- [STATED TASK]
Transcribe the entries that follow, word for word.

=== TASK INPUT ===

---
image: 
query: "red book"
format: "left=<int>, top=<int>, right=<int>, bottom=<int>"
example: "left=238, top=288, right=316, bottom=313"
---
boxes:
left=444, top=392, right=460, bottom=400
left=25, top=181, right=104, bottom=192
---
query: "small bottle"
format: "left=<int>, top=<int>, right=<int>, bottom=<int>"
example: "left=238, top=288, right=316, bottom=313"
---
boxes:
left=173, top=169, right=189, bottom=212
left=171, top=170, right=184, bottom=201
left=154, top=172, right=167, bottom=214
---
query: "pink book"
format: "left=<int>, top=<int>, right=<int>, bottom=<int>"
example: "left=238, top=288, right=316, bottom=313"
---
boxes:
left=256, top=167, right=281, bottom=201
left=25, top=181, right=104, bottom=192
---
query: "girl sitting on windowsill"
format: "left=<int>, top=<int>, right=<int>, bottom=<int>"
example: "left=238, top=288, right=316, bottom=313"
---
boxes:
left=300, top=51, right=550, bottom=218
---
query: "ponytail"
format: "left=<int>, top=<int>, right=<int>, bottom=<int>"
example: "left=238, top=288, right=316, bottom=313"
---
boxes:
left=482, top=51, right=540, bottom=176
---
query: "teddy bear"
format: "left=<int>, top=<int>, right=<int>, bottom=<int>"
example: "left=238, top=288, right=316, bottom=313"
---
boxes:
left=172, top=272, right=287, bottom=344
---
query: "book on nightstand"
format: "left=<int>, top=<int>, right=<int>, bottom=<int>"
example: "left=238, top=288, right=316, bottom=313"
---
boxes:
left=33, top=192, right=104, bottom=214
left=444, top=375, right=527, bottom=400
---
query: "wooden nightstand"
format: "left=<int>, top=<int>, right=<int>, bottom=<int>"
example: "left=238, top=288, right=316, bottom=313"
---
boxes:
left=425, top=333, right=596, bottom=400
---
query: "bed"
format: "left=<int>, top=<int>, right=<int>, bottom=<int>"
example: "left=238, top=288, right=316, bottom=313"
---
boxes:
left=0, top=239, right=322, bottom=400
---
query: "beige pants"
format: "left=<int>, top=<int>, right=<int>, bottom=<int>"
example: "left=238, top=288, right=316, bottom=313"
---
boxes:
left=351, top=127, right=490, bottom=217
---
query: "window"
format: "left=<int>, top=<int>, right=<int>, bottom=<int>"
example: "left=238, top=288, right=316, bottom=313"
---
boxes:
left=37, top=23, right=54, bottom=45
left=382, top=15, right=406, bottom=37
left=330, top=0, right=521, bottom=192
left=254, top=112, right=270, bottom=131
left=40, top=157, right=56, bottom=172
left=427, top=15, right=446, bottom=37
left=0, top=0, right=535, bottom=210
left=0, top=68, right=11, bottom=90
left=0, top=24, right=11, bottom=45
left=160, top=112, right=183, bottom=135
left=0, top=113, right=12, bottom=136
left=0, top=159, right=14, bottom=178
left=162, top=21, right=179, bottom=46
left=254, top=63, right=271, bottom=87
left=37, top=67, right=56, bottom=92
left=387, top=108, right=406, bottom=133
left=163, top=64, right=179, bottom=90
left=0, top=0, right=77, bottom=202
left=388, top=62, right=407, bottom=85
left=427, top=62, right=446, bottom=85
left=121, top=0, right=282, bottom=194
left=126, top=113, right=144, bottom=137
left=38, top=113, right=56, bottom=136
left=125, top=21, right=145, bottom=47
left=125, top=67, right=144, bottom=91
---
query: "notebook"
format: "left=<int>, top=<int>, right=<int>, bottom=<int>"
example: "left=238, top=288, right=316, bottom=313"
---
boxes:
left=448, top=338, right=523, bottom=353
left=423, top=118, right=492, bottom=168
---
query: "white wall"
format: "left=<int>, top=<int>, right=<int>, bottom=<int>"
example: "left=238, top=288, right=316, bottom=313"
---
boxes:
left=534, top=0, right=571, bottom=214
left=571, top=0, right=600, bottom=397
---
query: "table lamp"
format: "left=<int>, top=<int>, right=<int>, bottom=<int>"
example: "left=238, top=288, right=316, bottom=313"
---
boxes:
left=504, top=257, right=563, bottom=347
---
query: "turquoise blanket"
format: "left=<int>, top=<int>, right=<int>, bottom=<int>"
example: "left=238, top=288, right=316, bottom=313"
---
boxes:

===

- [SOLUTION BELOW]
---
image: 
query: "red book"
format: "left=<int>, top=<int>, right=<int>, bottom=<int>"
example: "left=238, top=288, right=316, bottom=313"
---
boxes:
left=444, top=392, right=460, bottom=400
left=25, top=181, right=104, bottom=192
---
query: "small bottle"
format: "left=<int>, top=<int>, right=<int>, bottom=<int>"
example: "left=238, top=288, right=316, bottom=313"
---
boxes:
left=173, top=169, right=189, bottom=212
left=171, top=170, right=184, bottom=201
left=154, top=172, right=167, bottom=214
---
query: "pink book"
format: "left=<int>, top=<int>, right=<int>, bottom=<int>"
example: "left=238, top=288, right=316, bottom=313"
---
boxes:
left=256, top=167, right=281, bottom=201
left=25, top=181, right=104, bottom=192
---
query: "girl sitting on windowsill"
format: "left=<int>, top=<int>, right=<int>, bottom=<int>"
example: "left=238, top=288, right=316, bottom=313"
---
boxes:
left=300, top=51, right=550, bottom=218
---
query: "ponytail"
format: "left=<int>, top=<int>, right=<int>, bottom=<int>"
example: "left=238, top=288, right=316, bottom=313"
---
boxes:
left=482, top=51, right=540, bottom=176
---
query: "teddy bear"
format: "left=<int>, top=<int>, right=<int>, bottom=<int>"
example: "left=238, top=288, right=316, bottom=313"
---
boxes:
left=172, top=272, right=287, bottom=344
---
query: "book on nightstand"
format: "left=<int>, top=<int>, right=<int>, bottom=<int>"
example: "left=238, top=288, right=316, bottom=313"
---
boxes:
left=33, top=192, right=104, bottom=214
left=444, top=375, right=527, bottom=400
---
query: "wooden nightstand"
format: "left=<int>, top=<int>, right=<int>, bottom=<int>"
example: "left=238, top=288, right=316, bottom=313"
---
boxes:
left=425, top=333, right=596, bottom=400
---
query: "bed"
format: "left=<int>, top=<int>, right=<int>, bottom=<int>"
example: "left=238, top=288, right=316, bottom=313"
---
boxes:
left=0, top=239, right=322, bottom=400
---
query: "beige pants"
format: "left=<int>, top=<int>, right=<int>, bottom=<int>"
example: "left=238, top=288, right=316, bottom=313"
---
boxes:
left=351, top=127, right=490, bottom=217
---
query: "window"
format: "left=<int>, top=<int>, right=<int>, bottom=<int>"
example: "left=238, top=288, right=316, bottom=313"
---
boxes:
left=37, top=23, right=54, bottom=45
left=382, top=15, right=406, bottom=37
left=330, top=0, right=521, bottom=192
left=254, top=112, right=270, bottom=131
left=40, top=157, right=56, bottom=172
left=427, top=15, right=446, bottom=37
left=0, top=0, right=535, bottom=210
left=0, top=68, right=11, bottom=90
left=0, top=24, right=11, bottom=45
left=160, top=112, right=183, bottom=135
left=0, top=113, right=12, bottom=136
left=0, top=159, right=14, bottom=178
left=162, top=21, right=179, bottom=46
left=254, top=63, right=271, bottom=87
left=37, top=67, right=56, bottom=92
left=387, top=108, right=406, bottom=133
left=163, top=64, right=179, bottom=90
left=0, top=0, right=77, bottom=202
left=388, top=62, right=407, bottom=85
left=427, top=62, right=446, bottom=85
left=121, top=0, right=282, bottom=194
left=126, top=113, right=144, bottom=137
left=38, top=113, right=56, bottom=136
left=125, top=21, right=145, bottom=47
left=125, top=67, right=144, bottom=91
---
query: "notebook"
format: "left=<int>, top=<int>, right=<int>, bottom=<int>"
example: "left=238, top=288, right=316, bottom=313"
---
boxes:
left=448, top=338, right=523, bottom=353
left=423, top=118, right=492, bottom=168
---
query: "white wall"
format: "left=<int>, top=<int>, right=<int>, bottom=<int>"
example: "left=238, top=288, right=316, bottom=313"
---
boxes:
left=534, top=0, right=571, bottom=214
left=571, top=0, right=600, bottom=397
---
query: "table lamp"
format: "left=<int>, top=<int>, right=<int>, bottom=<int>"
example: "left=238, top=288, right=316, bottom=313"
---
boxes:
left=504, top=257, right=563, bottom=347
---
query: "turquoise blanket"
format: "left=<int>, top=<int>, right=<int>, bottom=<int>"
example: "left=238, top=288, right=316, bottom=313"
---
boxes:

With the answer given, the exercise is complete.